AUFGABE 1: Wie viele Fans waren laut dem Konzertbericht ungefähr in der Ludwigsburger Arena?
AUFGABE 2: Zähle alle Liedzeilen auf, die der Konzertbericht als „Textperlen“ von Manowar zitiert.
AUFGABE 3: Übersetze diesen Satz aus dem Konzertbericht ins Englische: „Vor der Arena steht ein Ami-Monstertruck mit Manowarschriftzügen, Symbolen und Bemalungen zur aktuellen „Death To Infidels“ Tour.“

MANOWAR, 22.01.2010, Arena, Ludwigsburg

Manowar

Foto: Steffen Schmid

Irgendwann Mitte der 80er: Ich schlapp völlig unbedarft in meinem violetten Chewan-Pulli, Pilotenbrille und langen Haaren in das Zimmer meines zwischen Sabrina und Stryper schwankenden Cousins, und mir hallt „Hail, Hail to England“ entgegen. Mein erster Kontakt mit Manowar, lang ist es her, und ich fand’s damals ziemlich geil. Anfang der 90er hab ich mir noch ein Livekonzert gegönnt, bei dem die Gefühle schon zwischen „Jau, schon geile Songs“ und „Oh Gott, was machen die da auf der Bühne?“ hin und her pendelten.

Wer einen totalen Manowarverriss erwartet hatte, wird aufgrund meiner Vorgeschichte leider enttäuscht werden müssen. Außerdem möchte ich mir ja nicht den Zorn Odins zuziehen.
Es ist schwer eine Band ernsthaft in die Pfanne zu hauen, die mit Textperlen wie „Kill with power“, „Stripes on a tiger don’t wash away, Manowar’s made of steel not clay“, „Blood and death are waiting like a raven in the sky, I was born to die“, „Hail And Kill“ um sich wirft und dabei noch rumläuft, als wären sie noch auf dem Set von Conan der Barbar. Die haben entweder tausendmal mehr Humor als wir Gscheitle alle zusammen, oder sind tatsächlich so dermaßen ganz weit draußen auf hoher See, dass man auch schon wieder nix sagen kann.
True Metal also, herzlich willkommen in der Manowarwelt aus Mittelalter-Fantasy, nordischer Mythologie, Harley Davidson und einem eher nicht ganz so emanzipierten Frauenbild.

Das Manowar-Ding scheint ja ganz gut zu laufen. Vor der Arena steht ein Ami-Monstertruck mit Manowarschriftzügen, Symbolen und Bemalungen zur aktuellen „Death To Infidels“ Tour.
Die neue Ludwigsburger Arena ist ein dickes Ding geworden, und mit ca. 3500 Fans, von denen 90% Manowar auf den Shirts, Jacken oder der Haut stehen haben, bestens gefüllt, wenn auch nicht ausverkauft.
Die Baden-Württemberger Metalforce haben wir verpasst, aber den zweiten Support, die New Yorker HolyHell, bekommen wir mit. NY-Sound stelle ich mir ja irgendwie anders vor, aber ich glaub, vor 25 Jahren hätte ich mich für so eine Band begeistern können. Sehr melodiöser, schon auch harter Heavy Metal mit Keyboardbombast und einer sehr großen Frau (Schmoudi: „Täuscht das, oder ist die tatsächlich drei Meter groß?“) als Sängerin.

[Einträge aus einer Sammlung zur Beschriftung]
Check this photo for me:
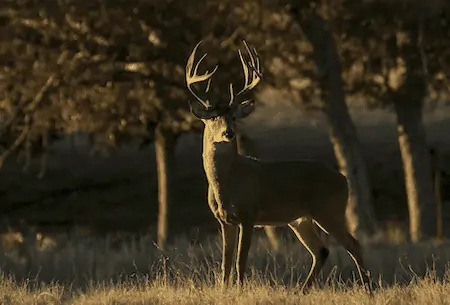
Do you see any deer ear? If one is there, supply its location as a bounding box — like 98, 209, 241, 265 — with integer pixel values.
233, 100, 255, 119
189, 101, 217, 120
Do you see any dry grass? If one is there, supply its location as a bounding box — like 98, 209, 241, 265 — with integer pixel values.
0, 229, 450, 304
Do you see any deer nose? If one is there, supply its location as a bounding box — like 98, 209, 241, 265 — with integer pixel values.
222, 128, 235, 140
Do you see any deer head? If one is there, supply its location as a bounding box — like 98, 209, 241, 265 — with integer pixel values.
186, 40, 262, 143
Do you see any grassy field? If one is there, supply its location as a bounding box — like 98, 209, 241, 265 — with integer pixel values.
0, 232, 450, 304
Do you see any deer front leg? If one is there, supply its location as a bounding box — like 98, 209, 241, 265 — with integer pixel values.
236, 224, 253, 285
220, 222, 237, 285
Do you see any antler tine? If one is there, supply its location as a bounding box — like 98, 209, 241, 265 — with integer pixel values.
230, 40, 262, 103
186, 40, 219, 109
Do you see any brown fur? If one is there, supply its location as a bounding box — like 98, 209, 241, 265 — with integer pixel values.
186, 40, 370, 291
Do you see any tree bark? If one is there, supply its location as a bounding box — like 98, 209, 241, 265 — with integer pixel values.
291, 8, 378, 237
394, 95, 436, 242
155, 124, 176, 249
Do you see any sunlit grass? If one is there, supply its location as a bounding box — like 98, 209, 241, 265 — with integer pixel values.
0, 229, 450, 304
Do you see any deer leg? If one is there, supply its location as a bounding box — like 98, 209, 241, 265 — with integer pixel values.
220, 222, 237, 284
236, 224, 253, 285
312, 218, 373, 295
289, 218, 330, 293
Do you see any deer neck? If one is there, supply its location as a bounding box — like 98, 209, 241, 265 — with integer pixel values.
203, 135, 238, 197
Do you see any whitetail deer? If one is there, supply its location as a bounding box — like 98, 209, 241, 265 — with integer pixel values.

ERWARTETE ANTWORT 1: Ungefähr 3500 Fans.

ERWARTETE ANTWORT 2:
„Kill with power“
„Stripes on a tiger don’t wash away, Manowar’s made of steel not clay“
„Blood and death are waiting like a raven in the sky, I was born to die“
„Hail And Kill“

ERWARTETE ANTWORT 3: In front of the arena stands an American monster truck with Manowar lettering, symbols, and paintwork for the current "Death To Infidels" tour.